# [Written task]
Pick up the Python 3.9 comment thread below where it stops and continue it.

# [Supplied text]
:::::

This discussion has been archived. No new comments can be posted.

New Python 3.9 'Brings Significant Changes' To Language Features

Comments Filter:
  • by Z00L00K ( 682162 ) on Saturday October 10, 2020 @03:39PM (#60592516) Homepage Journal

    Like ensuring that the complete code is consistent before starting to execute?

    In the current Python you won't get any warning until you try to execute a function that don't exist if it's in a different file, then the program bombs. So this means that you need 100% test coverage of the code for every release.

    Compared to languages like Java and C# where that kind of issue is discovered at compile time.

    • by Antique Geekmeister ( 740220 ) on Saturday October 10, 2020 @03:50PM (#60592536)

      Testing code for "consistency" is an NP complete problem. It's complicated by tendency of Python developers to use "pip install" to pull in arbitrary modules at run time, which is not deterministic, and tracing down the dependencies is itself an NP complete problem due to the dependency chains and deliberate re-wrapping of some modules by other modules.

      • by Z00L00K ( 682162 )

        The way you describe it makes me think of storing sodium in biodegradable plastic bags in a barrel of water.
        One day you will get an interesting surprise.

        • I've already experienced numerous such surprises, thank you. Many languages that "dynamically install modules as needed" have created just such surprises when the production version winds up with different versions of the same modules than were installed at the time of the test installation.

          • Many languages that "dynamically install modules as needed [...]

            Only thing, that's not a Python language feature.

            Some people have a build setup where the CI 'pip installs' everything from scratch every time, or a test setup where they "pip install -r requirements.txt" into a virtualenv every time they run the test. But that's just their build setup. They could stop doing that in an instant, and their program would still run fine.

            If someone deploys to production in a way that's automated along those lines, with a requirements file that pulls in the latest and greatest

            • Take a look in /usr/bin/ on any system with python. Can you find any python scripts that do not import python modules installed separately? Systems that attempt to package their python modules provide some help stabilizing them, how many of us suffer the same difficulties we encounter with ant, maven, and perl where the dependency chains are not necessarily stable? It's fundamental not only to the language, but to the packaging of modules at pypi.org. The problem is exacerbated by modules like "bs4", which

              • I'm kinda confused as to how your problems with pip are fundamental to the Python language, when apparently you have the same kind of problems with ant and maven, which are written in a language very much different from Python.

:::::

# [Data]
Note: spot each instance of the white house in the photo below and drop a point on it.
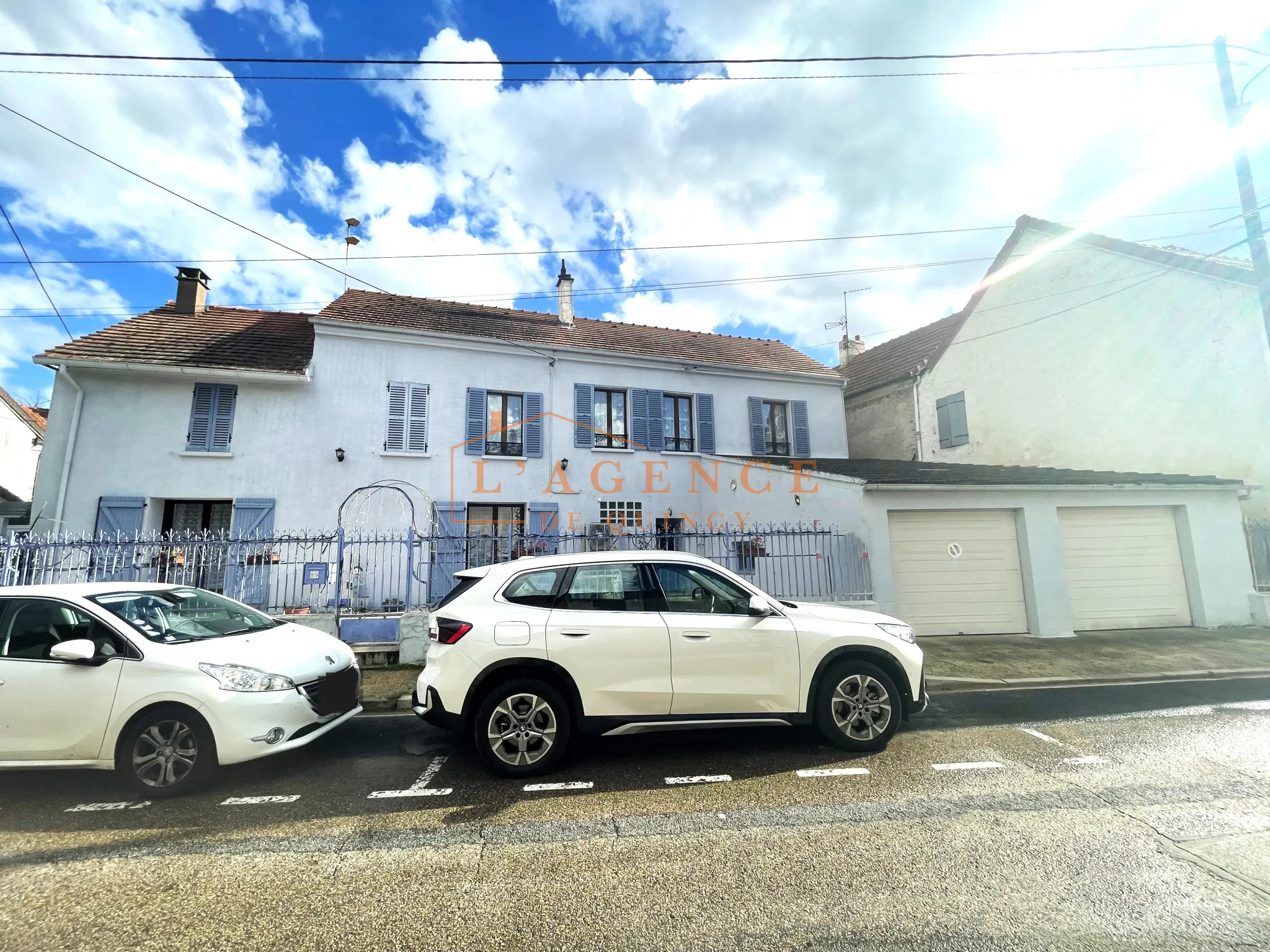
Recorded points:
(1081, 351)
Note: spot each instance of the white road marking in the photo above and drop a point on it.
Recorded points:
(419, 788)
(701, 778)
(241, 801)
(120, 805)
(1042, 736)
(835, 772)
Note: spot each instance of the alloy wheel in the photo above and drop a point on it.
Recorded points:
(166, 753)
(861, 707)
(522, 730)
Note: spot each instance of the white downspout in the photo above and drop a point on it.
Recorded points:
(70, 447)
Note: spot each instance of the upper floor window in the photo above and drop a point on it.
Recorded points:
(610, 418)
(677, 423)
(211, 418)
(506, 425)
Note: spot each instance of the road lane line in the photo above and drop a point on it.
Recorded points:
(835, 772)
(419, 788)
(242, 801)
(1042, 736)
(700, 778)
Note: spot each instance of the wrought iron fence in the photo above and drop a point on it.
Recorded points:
(1259, 551)
(365, 573)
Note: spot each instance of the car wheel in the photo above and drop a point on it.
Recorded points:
(522, 728)
(167, 752)
(858, 706)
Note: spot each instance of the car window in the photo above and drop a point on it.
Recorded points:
(701, 592)
(535, 589)
(30, 627)
(606, 588)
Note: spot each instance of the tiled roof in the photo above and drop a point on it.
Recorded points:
(901, 356)
(358, 306)
(221, 338)
(905, 472)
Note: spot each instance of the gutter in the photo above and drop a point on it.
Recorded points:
(70, 447)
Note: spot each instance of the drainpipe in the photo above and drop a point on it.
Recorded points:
(70, 447)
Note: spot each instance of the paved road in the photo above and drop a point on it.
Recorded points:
(1116, 829)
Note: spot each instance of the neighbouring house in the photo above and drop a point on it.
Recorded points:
(1081, 351)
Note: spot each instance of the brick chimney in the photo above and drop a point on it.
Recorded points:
(191, 291)
(564, 289)
(849, 348)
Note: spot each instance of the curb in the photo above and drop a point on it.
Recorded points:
(950, 685)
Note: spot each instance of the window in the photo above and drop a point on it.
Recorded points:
(950, 412)
(211, 418)
(30, 627)
(776, 430)
(606, 588)
(505, 425)
(534, 589)
(677, 423)
(610, 418)
(696, 591)
(618, 514)
(408, 418)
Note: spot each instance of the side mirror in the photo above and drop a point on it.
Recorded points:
(76, 650)
(758, 606)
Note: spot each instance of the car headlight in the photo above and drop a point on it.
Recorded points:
(901, 631)
(235, 677)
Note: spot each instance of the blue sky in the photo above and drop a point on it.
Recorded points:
(473, 168)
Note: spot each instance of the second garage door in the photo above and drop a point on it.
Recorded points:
(957, 571)
(1124, 568)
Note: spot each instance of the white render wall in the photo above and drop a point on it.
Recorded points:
(1173, 375)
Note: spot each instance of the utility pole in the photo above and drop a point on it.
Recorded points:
(1235, 113)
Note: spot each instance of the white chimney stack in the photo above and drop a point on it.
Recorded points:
(564, 289)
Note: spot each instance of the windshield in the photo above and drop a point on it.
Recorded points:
(183, 615)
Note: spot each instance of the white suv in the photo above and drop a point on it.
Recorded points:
(526, 653)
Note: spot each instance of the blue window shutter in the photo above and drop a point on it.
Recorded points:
(478, 415)
(198, 438)
(223, 418)
(639, 419)
(705, 423)
(533, 425)
(120, 516)
(584, 415)
(655, 434)
(757, 444)
(802, 430)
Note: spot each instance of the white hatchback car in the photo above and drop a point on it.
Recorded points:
(526, 653)
(161, 682)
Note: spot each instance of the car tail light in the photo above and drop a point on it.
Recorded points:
(448, 631)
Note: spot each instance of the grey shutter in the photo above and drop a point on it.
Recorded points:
(394, 434)
(120, 516)
(417, 421)
(584, 415)
(200, 434)
(223, 418)
(757, 444)
(639, 419)
(705, 423)
(533, 425)
(802, 430)
(478, 416)
(655, 434)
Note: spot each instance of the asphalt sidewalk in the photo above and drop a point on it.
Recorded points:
(986, 662)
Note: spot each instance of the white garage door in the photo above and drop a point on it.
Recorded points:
(957, 573)
(1124, 569)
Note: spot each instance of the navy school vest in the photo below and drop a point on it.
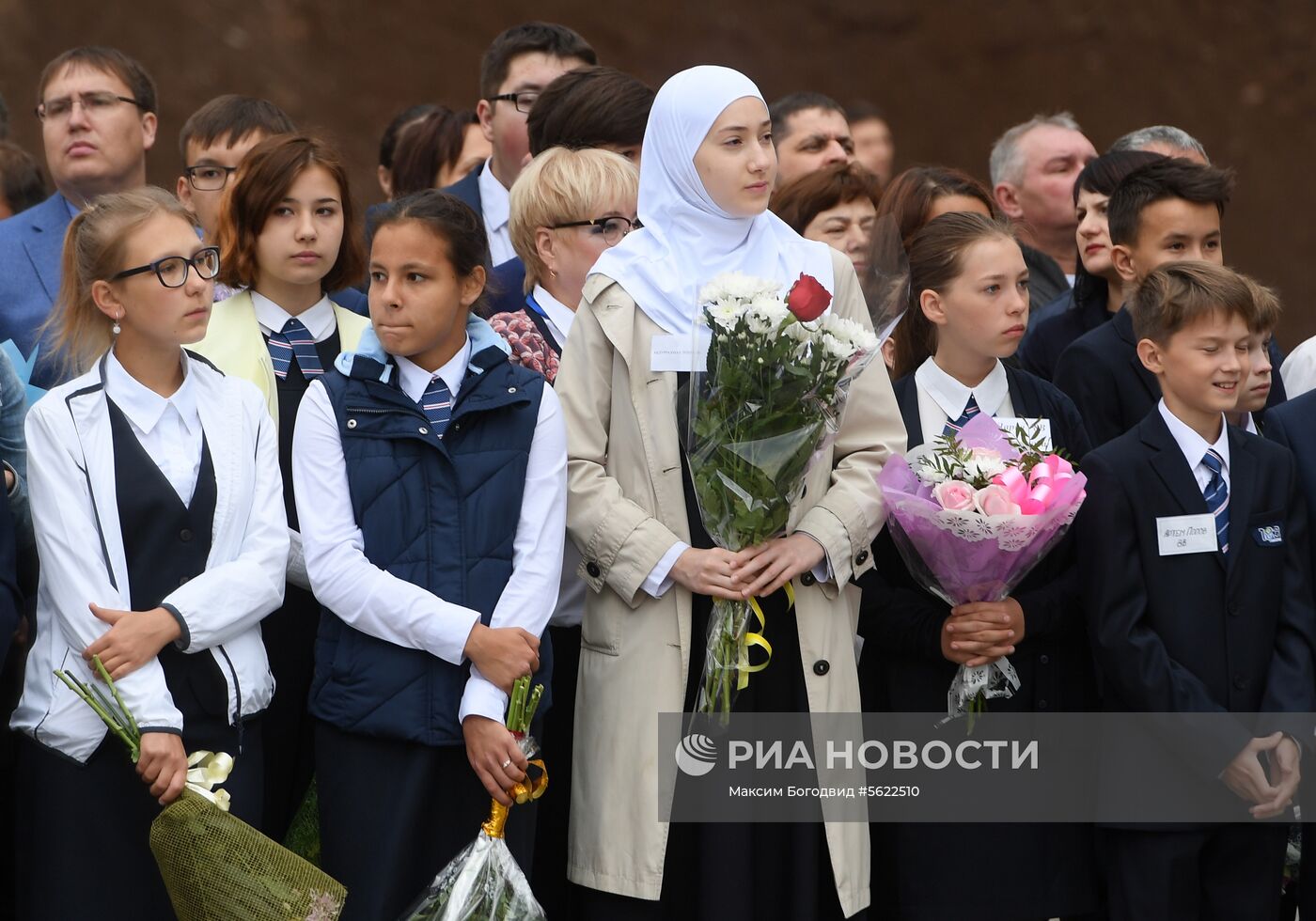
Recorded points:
(440, 513)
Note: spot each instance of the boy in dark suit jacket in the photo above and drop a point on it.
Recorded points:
(1162, 212)
(1223, 624)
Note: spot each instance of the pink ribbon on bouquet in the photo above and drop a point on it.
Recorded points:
(1036, 492)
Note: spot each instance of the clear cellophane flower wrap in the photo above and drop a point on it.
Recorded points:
(762, 407)
(214, 866)
(483, 882)
(964, 554)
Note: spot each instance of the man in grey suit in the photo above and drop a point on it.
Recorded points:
(98, 120)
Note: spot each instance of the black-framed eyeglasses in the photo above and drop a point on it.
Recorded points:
(523, 101)
(173, 269)
(208, 178)
(612, 229)
(92, 102)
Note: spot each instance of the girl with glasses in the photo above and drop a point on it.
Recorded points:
(286, 233)
(155, 503)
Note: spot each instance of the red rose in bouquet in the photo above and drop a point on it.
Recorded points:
(808, 299)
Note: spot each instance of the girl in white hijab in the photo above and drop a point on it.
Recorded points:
(706, 177)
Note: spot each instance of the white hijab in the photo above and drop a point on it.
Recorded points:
(687, 239)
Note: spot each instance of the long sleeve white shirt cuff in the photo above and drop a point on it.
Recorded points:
(660, 576)
(482, 697)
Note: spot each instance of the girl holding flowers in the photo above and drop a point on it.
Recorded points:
(967, 311)
(649, 565)
(154, 486)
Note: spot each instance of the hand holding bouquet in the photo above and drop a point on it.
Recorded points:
(214, 866)
(770, 400)
(971, 516)
(483, 883)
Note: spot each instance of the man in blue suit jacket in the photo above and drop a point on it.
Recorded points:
(589, 107)
(513, 71)
(98, 121)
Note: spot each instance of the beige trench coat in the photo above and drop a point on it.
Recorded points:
(627, 508)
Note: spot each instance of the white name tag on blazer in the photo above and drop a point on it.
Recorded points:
(1029, 428)
(1187, 533)
(677, 352)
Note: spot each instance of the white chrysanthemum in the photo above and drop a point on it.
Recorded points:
(835, 348)
(799, 332)
(766, 313)
(848, 331)
(739, 287)
(726, 315)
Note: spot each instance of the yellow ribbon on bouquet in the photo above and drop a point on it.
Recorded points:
(523, 792)
(207, 770)
(756, 638)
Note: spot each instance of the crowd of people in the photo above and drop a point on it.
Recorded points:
(318, 489)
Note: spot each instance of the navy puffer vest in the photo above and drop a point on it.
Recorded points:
(440, 513)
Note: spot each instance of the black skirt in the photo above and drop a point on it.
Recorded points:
(83, 831)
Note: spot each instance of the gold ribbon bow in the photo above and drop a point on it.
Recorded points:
(756, 638)
(523, 792)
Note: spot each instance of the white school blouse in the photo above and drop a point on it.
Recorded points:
(943, 398)
(75, 516)
(378, 602)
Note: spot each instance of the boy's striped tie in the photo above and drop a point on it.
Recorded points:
(970, 411)
(437, 404)
(1217, 497)
(293, 341)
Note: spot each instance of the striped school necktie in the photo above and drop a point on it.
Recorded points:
(437, 404)
(1217, 497)
(293, 341)
(970, 411)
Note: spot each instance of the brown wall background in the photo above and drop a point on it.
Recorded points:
(951, 74)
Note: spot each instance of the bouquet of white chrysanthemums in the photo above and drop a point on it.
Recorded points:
(766, 403)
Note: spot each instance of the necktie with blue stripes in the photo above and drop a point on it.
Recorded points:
(1217, 497)
(970, 411)
(437, 404)
(293, 341)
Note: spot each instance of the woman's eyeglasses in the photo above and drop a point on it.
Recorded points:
(612, 229)
(208, 178)
(173, 269)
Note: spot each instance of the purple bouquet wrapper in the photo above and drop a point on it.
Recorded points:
(964, 556)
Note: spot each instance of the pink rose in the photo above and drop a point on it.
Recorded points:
(994, 500)
(954, 495)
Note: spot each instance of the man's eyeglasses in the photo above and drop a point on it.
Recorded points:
(612, 229)
(523, 101)
(92, 102)
(208, 178)
(173, 269)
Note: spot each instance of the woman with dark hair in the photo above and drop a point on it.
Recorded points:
(437, 150)
(924, 193)
(835, 206)
(912, 199)
(1098, 291)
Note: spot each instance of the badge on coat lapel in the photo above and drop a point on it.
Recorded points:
(1267, 536)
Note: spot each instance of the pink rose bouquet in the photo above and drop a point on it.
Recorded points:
(971, 516)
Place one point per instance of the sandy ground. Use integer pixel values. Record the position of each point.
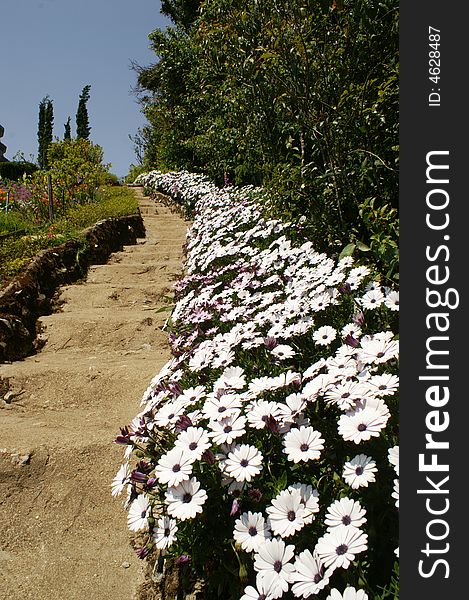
(62, 535)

:::::

# [Result]
                Take a look in /usr/bin/ on any system with python. Can you find any python scripts that do not import python modules installed separately?

                Well, yes I can. I went looking, and the first Python script I found was smtpd.py, which imports sys, os, errno, getopt, time, socket, asyncore and asynchat. Standard library only.

                Can you find any C programs that don't use dynamically-linked shared objects installed separately?

                • I neglected ruby and rubygems, which have the same issue.

                  > I went looking, and the first Python script I found was smtpd.py

                  smtpd.py is part of the basic Python 3 source code, Python-[version]/Lib/smtpd.py. I'm nto surprised that it has no other modular requirements. I _did_ say to look in /usr/bin/. I suspect that is not where you found it. If you did find it there, what Python installation and operating system are you working with?

                  The same problem _can_ exist for C programs. "Mint" Linux is an infamous

                  • I _did_ say to look in /usr/bin/. I suspect that is not where you found it.

                    That's where I found it.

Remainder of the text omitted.